In a remote house on a hilltop, a lonely boy witnesses a traumatic event. He tries - and fails - to flee. Left alone with his increasingly deranged parent, he dreams of safety, of joining the other children in the town below, of escape.

When at last a stranger knocks at his door, the boy senses that his days of isolation might be over.

But by what authority does this man keep the meticulous records he carries? What is the purpose behind his questions? Is he friend? Enemy? Or something else altogether?

A novella filled with beauty, terror and strangeness, This Census-Taker by China Miéville is a poignant and riveting exploration of memory and identity.

Critics Review

  • A short, dark fairytale, Kafka rewritten by David Mitchell, and may well be the best thing you’ll read all year.

    Guardian
  • Miéville’s solid, world-creating imagination is shown to powerful effect in this novella . . . a vague and misty (and, incidentally, superb) tale about the need to get things absolutely straight.

▸ **Task list**
[1] Summarize the book description in two sentences.
[2] Decide whether each statement agrees with the book description, answering yes or no and quoting the words that settle it: (a) The boy manages to escape the house on his first try. (b) The stranger carries meticulous records. (c) One critic calls the book a long, cheerful epic.
[3] Repeat the book description word for word, starting at "A novella filled" and ending at "read all year.".

▸ **Saved entries**
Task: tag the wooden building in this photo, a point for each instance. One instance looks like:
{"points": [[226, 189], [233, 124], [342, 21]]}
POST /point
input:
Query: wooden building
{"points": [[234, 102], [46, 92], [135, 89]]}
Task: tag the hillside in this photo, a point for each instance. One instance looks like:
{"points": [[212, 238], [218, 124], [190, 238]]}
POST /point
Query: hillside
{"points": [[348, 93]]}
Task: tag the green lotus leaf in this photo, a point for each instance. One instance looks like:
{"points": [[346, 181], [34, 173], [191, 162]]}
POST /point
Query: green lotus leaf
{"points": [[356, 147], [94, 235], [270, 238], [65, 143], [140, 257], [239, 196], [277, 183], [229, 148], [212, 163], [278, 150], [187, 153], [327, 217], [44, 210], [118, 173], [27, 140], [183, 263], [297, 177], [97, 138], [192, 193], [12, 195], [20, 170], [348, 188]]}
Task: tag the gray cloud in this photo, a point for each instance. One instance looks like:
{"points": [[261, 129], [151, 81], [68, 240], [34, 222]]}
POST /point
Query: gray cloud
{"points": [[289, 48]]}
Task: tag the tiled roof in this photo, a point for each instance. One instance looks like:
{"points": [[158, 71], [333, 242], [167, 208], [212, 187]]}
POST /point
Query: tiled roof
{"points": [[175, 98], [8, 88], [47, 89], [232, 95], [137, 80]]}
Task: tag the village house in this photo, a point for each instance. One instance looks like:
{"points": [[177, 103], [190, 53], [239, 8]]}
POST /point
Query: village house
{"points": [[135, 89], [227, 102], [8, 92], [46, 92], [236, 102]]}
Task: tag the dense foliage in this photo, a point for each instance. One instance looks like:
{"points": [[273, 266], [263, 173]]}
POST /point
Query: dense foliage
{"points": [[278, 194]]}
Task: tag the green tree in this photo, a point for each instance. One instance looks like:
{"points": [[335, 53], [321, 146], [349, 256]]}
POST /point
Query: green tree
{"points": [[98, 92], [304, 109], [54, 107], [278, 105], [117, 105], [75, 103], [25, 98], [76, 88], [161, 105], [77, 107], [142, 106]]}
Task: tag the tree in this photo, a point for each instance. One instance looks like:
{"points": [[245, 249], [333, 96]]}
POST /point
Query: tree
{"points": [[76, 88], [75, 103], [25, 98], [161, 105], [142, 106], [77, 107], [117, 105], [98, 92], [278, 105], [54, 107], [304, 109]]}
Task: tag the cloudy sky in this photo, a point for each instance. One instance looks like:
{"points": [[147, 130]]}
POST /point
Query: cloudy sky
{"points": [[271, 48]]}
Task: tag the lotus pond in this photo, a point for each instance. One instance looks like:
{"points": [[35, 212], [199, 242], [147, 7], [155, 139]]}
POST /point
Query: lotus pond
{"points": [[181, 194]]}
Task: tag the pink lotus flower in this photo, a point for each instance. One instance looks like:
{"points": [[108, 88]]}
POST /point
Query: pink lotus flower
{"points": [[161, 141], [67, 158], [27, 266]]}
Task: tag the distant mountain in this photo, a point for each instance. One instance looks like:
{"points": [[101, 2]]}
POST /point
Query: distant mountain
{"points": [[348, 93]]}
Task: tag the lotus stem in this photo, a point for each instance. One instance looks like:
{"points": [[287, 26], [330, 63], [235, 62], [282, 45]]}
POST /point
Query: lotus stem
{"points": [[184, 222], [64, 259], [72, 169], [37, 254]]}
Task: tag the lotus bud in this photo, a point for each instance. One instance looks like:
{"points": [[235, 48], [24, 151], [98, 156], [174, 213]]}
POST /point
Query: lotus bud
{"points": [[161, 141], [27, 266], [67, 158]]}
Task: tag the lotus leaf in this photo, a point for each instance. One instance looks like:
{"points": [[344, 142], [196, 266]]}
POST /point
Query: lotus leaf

▸ **Answers to the tasks**
[1] In a remote hilltop house, a lonely boy witnesses a traumatic event, fails to flee, and is left alone with his increasingly deranged parent while he dreams of escape. When a stranger carrying meticulous records knocks at his door, the boy senses his isolation might be over, though the man's purpose remains in question.

[2]
(a) No: "He tries - and fails - to flee."
(b) Yes: "this man keep the meticulous records he carries"
(c) No: "A short, dark fairytale"

[3]
A novella filled with beauty, terror and strangeness, This Census-Taker by China Miéville is a poignant and riveting exploration of memory and identity.

Critics Review

  • A short, dark fairytale, Kafka rewritten by David Mitchell, and may well be the best thing you’ll read all year.